_Short problem_
Rewrite everything in the FP16 conversion thread from "How can I fix" down to "works for you?", substituting "solution" for "workaround".

Convert the TRT model with FP16

Dear all,

I was converting the onnx model to TensorRT model. I could successfully convert to TensorRT model by FP32 and do the TensorRT influence.

However, if I used the FP16, then I got error.
I used the onnx2trt tool.

The error output :

----------------------------------------------------------------
Input filename:   model.onnx
ONNX IR version:  0.0.4
Opset version:    10
Producer name:    pytorch
Producer version: 1.3
Domain:           
Model version:    0
Doc string:       
----------------------------------------------------------------
Parsing model
[2020-04-30 05:44:47 WARNING] Calling isShapeTensor before the entire network is constructed may result in an inaccurate result.
Building TensorRT engine, FP16 available:1
    Max batch size:     1
    Max workspace size: 1024 MiB
 [2020-04-30 06:31:54   ERROR] ../builder/cudnnBuilderWeightConverters.cpp (482) - Misc Error in operator(): 1 (Weights are outside of fp16 range. A possible fix is to retrain the model with regularization to bring the magnitude of the weights down.)
[2020-04-30 06:31:54   ERROR] ../builder/cudnnBuilderWeightConverters.cpp (482) - Misc Error in operator(): 1 (Weights are outside of fp16 range. A possible fix is to retrain the model with regularization to bring the magnitude of the weights down.)
terminate called after throwing an instance of 'std::runtime_error'
  what():  Failed to create object
Aborted (core dumped)

If I use the build_engine function by FP32, then I got this error message.

  File "embedmask_engine_2.py", line 81, in <module>
    batch_size=1)
  File "embedmask_engine_2.py", line 18, in build_engine
    if trt_engine_datatype == trt.float16: # mrcnn add chieh
TypeError: __eq__(): incompatible function arguments. The following argument types are supported:
    1. (self: tensorrt.tensorrt.DataType, arg0: tensorrt.tensorrt.DataType) -> bool

Invoked with: DataType.HALF, 32

I am sure my script which can implement successfully on Desktop Linux Ubuntu 18.04 to generate the TRT engine.
But I cannot run it on TX2. (Use the same onnx model.)

[TX2] Environment setting
ubuntu version: 18.04
python3 version: 3.6.9
Tensorflow version: 1.15
TensorRT version: 6.0.1.10
CUDA version: 10.0.326
nvcc: NVIDIA ® Cuda compiler driver Copyright © 2005-2019 NVIDIA Corporation Built on Mon_Mar_11_22:13:24_CDT_2019 Cuda compilation tools, release 10.0, V10.0.326
cuDNN version: 7.6.3
docker version: Docker version 18.09.7, build 2d0083d

How can I fix it?

Thank you!!

Hi,

This is a known issue and you can find some information here:

There is workaround that cutting the model weights into half in pyTorch code, and then converting it into trt fp16 engine.
Would you mind to check if this also works for you?

Thanks.

Hi @AastaLLL,

Thanks for your information!

_Data section_

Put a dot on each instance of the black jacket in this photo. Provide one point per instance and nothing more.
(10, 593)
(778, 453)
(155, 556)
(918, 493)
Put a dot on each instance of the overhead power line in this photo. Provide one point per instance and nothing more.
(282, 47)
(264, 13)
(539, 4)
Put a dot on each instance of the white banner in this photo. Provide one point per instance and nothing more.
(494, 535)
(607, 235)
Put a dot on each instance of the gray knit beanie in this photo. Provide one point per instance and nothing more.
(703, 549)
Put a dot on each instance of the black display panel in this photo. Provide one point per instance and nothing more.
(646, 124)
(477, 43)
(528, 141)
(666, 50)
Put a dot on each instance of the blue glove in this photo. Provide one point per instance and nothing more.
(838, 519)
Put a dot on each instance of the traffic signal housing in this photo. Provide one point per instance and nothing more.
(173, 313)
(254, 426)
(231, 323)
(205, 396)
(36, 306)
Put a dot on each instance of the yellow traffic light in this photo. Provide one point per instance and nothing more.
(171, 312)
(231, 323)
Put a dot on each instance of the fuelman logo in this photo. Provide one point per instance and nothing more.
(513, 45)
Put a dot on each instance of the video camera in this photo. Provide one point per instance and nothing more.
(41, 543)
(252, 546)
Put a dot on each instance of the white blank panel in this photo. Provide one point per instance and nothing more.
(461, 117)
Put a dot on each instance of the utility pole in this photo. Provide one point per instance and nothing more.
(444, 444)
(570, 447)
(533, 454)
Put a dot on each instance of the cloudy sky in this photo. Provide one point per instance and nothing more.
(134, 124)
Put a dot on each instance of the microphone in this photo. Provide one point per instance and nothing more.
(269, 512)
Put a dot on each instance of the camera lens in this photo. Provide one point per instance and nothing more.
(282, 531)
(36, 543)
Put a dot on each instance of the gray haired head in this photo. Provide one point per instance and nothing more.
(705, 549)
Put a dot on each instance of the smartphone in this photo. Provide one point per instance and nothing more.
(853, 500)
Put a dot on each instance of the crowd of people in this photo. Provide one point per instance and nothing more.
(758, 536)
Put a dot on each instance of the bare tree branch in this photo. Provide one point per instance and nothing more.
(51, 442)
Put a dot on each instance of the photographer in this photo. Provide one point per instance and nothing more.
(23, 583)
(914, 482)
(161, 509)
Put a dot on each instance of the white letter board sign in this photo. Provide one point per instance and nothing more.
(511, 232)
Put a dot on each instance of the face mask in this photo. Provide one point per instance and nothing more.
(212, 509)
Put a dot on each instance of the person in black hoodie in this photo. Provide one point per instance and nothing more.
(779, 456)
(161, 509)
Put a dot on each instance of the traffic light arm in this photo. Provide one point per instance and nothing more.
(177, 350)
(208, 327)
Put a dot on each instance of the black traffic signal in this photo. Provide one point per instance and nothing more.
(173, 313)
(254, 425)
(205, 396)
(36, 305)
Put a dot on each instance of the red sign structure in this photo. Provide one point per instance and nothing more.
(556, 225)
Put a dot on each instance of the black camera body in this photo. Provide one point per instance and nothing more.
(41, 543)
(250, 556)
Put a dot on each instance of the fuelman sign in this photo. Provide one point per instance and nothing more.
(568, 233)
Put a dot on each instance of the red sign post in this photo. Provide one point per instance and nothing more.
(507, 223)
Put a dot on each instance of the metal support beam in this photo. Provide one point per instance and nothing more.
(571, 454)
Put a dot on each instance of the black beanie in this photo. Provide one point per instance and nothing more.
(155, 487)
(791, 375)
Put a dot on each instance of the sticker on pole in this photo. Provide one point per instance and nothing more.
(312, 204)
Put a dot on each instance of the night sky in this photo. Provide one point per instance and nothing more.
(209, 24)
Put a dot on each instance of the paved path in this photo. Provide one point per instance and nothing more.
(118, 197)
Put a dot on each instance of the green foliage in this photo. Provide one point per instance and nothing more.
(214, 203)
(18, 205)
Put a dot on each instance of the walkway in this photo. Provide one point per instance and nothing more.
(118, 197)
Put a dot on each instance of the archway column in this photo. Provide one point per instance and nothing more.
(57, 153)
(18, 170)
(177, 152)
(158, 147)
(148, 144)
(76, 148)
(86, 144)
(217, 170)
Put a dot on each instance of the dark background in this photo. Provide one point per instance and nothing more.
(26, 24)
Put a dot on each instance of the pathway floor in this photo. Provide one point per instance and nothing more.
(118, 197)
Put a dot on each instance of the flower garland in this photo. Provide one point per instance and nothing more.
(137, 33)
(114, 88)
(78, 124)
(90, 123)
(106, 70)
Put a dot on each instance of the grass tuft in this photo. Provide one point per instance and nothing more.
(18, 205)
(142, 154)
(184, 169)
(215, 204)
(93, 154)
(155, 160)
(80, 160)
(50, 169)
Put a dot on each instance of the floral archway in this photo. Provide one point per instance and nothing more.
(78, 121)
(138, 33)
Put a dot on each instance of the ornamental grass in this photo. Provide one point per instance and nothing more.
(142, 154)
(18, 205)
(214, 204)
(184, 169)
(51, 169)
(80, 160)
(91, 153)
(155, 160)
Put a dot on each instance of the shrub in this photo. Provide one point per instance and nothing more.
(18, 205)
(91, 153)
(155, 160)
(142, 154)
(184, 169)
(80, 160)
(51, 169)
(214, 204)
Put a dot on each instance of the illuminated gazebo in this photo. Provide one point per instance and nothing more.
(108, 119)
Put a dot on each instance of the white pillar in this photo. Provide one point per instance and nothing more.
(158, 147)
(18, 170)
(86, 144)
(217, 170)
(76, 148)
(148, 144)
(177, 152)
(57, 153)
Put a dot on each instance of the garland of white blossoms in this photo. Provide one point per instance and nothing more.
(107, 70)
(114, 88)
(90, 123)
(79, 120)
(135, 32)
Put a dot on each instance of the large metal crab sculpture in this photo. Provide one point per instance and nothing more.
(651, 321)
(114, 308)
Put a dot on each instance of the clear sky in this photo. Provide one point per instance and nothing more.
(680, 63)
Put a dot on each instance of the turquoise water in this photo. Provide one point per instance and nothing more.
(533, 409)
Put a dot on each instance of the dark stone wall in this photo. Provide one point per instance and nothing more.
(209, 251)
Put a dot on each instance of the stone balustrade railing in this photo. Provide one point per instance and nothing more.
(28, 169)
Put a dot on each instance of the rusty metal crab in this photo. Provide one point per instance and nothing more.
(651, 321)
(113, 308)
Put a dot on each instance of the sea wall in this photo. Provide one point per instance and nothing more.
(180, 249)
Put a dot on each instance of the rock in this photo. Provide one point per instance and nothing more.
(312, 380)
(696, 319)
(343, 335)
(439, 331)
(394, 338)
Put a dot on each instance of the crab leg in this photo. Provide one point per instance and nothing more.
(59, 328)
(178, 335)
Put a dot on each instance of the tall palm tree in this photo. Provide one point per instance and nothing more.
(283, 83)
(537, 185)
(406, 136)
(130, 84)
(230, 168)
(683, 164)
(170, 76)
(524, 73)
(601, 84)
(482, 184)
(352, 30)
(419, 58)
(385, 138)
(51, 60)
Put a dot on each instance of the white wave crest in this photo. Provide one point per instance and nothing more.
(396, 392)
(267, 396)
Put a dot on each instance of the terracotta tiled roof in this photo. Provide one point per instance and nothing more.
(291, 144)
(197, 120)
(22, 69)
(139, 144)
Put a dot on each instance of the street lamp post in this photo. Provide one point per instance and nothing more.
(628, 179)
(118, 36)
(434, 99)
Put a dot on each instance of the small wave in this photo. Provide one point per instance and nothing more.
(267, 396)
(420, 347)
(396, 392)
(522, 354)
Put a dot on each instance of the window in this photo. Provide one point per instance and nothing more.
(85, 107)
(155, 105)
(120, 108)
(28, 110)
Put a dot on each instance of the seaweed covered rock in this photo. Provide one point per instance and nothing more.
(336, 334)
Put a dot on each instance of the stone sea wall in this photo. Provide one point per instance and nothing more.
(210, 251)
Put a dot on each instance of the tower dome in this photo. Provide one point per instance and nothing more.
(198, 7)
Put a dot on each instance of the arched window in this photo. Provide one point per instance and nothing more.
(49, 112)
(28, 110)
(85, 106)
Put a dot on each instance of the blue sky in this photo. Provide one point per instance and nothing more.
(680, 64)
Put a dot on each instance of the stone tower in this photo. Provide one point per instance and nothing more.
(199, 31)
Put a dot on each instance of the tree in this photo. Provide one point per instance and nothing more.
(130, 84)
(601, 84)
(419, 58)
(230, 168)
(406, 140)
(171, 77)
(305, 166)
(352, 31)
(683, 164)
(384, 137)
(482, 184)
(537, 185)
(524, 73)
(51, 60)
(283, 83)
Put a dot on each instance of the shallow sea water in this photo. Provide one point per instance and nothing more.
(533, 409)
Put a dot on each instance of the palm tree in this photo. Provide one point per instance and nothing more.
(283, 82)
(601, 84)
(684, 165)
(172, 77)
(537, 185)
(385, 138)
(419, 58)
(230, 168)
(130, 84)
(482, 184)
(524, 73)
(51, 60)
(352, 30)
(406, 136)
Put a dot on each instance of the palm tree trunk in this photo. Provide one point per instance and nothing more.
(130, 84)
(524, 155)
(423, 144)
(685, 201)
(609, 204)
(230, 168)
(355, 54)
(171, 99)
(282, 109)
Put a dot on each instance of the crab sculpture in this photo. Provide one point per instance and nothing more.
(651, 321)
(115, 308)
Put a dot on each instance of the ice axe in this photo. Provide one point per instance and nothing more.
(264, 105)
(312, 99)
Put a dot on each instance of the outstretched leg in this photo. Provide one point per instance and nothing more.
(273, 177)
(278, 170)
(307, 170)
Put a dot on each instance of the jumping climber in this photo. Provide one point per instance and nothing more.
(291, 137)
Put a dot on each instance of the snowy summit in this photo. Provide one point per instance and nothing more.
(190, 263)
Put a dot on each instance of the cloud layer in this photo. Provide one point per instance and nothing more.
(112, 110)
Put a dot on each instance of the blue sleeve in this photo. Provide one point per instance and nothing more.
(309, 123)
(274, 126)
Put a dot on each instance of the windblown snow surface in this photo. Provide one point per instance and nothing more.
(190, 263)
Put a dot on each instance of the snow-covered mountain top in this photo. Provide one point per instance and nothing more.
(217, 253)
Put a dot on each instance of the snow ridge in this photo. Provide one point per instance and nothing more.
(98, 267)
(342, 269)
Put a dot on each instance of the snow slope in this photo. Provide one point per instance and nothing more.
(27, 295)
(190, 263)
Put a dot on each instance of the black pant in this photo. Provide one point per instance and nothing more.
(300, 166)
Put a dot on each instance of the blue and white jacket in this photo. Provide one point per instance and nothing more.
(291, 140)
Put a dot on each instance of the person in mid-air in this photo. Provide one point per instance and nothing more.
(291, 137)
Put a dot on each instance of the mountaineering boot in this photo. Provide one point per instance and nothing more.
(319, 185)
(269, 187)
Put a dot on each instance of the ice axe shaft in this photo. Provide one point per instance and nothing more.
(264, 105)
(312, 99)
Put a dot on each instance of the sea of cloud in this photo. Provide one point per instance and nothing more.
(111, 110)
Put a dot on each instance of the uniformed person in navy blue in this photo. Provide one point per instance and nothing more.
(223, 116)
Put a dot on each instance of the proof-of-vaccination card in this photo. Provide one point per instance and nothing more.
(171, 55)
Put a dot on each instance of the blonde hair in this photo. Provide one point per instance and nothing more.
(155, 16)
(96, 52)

_The completed task_
How can I fix it?

Thank you!!

Hi,

This is a known issue and you can find some information here:

There is solution that cutting the model weights into half in pyTorch code, and then converting it into trt fp16 engine.
Would you mind to check if this also works for you?